About this task
Answer these questions from the text on Lenten abstinence:
1. Who does the text say were the landlords during medieval times?
2. What did the landlords cultivate?
3. What design did Christian calendars have on Fridays in the writer's childhood?

Study text

=-=-=

Abstinence may have creeped into the Lenten practices of the Christians through the backdoor. It might have happened in this fashion: During the mideval times the poor people were surfs and the Abbeys and Bishoprics were the Landlords. One of the things they did was to cultivate fish farms. Labour was cheap and plenty and the Abbeys had vast landholdings. Fish multiplied and there were few takers of fish in the cold climate of Europe which at that time held the monopoly of Roman Christianity. The Abbeys devised a way to make people buy fish from their ponds: they found a religious meaning to eating fish. They said that Christ died on a Friday and therefore, Friday ought to be a day for abstinence from meat. However, non-consumption of meat should not put your energy requirement into peril. Therefore, instead of meat eat fish on Friday. In my childhood, all the Christian calendars had a design of fish on the Fridays. I wonder if the command of the Abbots or Bishops to their flock to each fish had come down to the fifties and sixties of the last century!

=-=-=

Entries supplied
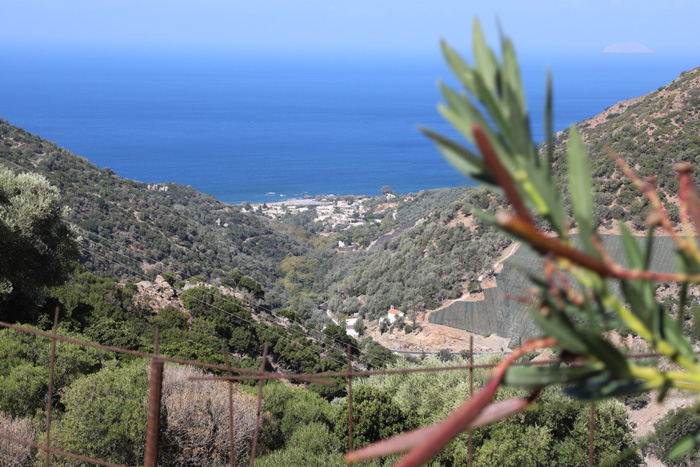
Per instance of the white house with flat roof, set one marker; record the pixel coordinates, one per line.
(392, 314)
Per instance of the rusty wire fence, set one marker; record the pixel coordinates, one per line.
(156, 385)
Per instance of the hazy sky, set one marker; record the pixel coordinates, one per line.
(357, 25)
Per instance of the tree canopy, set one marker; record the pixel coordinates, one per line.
(37, 245)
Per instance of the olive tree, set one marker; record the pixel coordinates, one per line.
(37, 245)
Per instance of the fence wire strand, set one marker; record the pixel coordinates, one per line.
(261, 376)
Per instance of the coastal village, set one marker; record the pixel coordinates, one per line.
(338, 212)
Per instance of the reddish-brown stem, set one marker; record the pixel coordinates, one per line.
(544, 244)
(500, 173)
(688, 193)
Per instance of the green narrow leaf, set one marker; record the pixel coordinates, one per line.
(581, 190)
(548, 126)
(635, 258)
(676, 338)
(537, 377)
(462, 114)
(459, 67)
(649, 247)
(486, 63)
(606, 385)
(681, 307)
(511, 74)
(636, 305)
(560, 330)
(460, 157)
(614, 361)
(547, 190)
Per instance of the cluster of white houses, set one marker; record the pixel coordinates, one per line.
(391, 316)
(336, 212)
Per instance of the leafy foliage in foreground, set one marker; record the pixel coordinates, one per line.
(574, 301)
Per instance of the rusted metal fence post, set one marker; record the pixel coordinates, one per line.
(591, 439)
(259, 410)
(471, 392)
(49, 396)
(231, 437)
(154, 397)
(349, 399)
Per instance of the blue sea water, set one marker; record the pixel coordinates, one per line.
(241, 127)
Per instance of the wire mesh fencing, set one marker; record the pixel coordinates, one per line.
(15, 441)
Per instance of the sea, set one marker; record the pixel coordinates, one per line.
(269, 127)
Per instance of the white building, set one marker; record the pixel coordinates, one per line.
(392, 314)
(350, 327)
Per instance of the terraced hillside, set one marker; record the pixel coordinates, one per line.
(497, 314)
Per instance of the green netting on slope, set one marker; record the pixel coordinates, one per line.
(497, 314)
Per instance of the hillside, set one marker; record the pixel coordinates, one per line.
(652, 132)
(130, 228)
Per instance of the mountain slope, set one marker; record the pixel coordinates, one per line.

=-=-=

Answer below
1. The Abbeys and Bishoprics.
2. Fish farms.
3. A design of fish.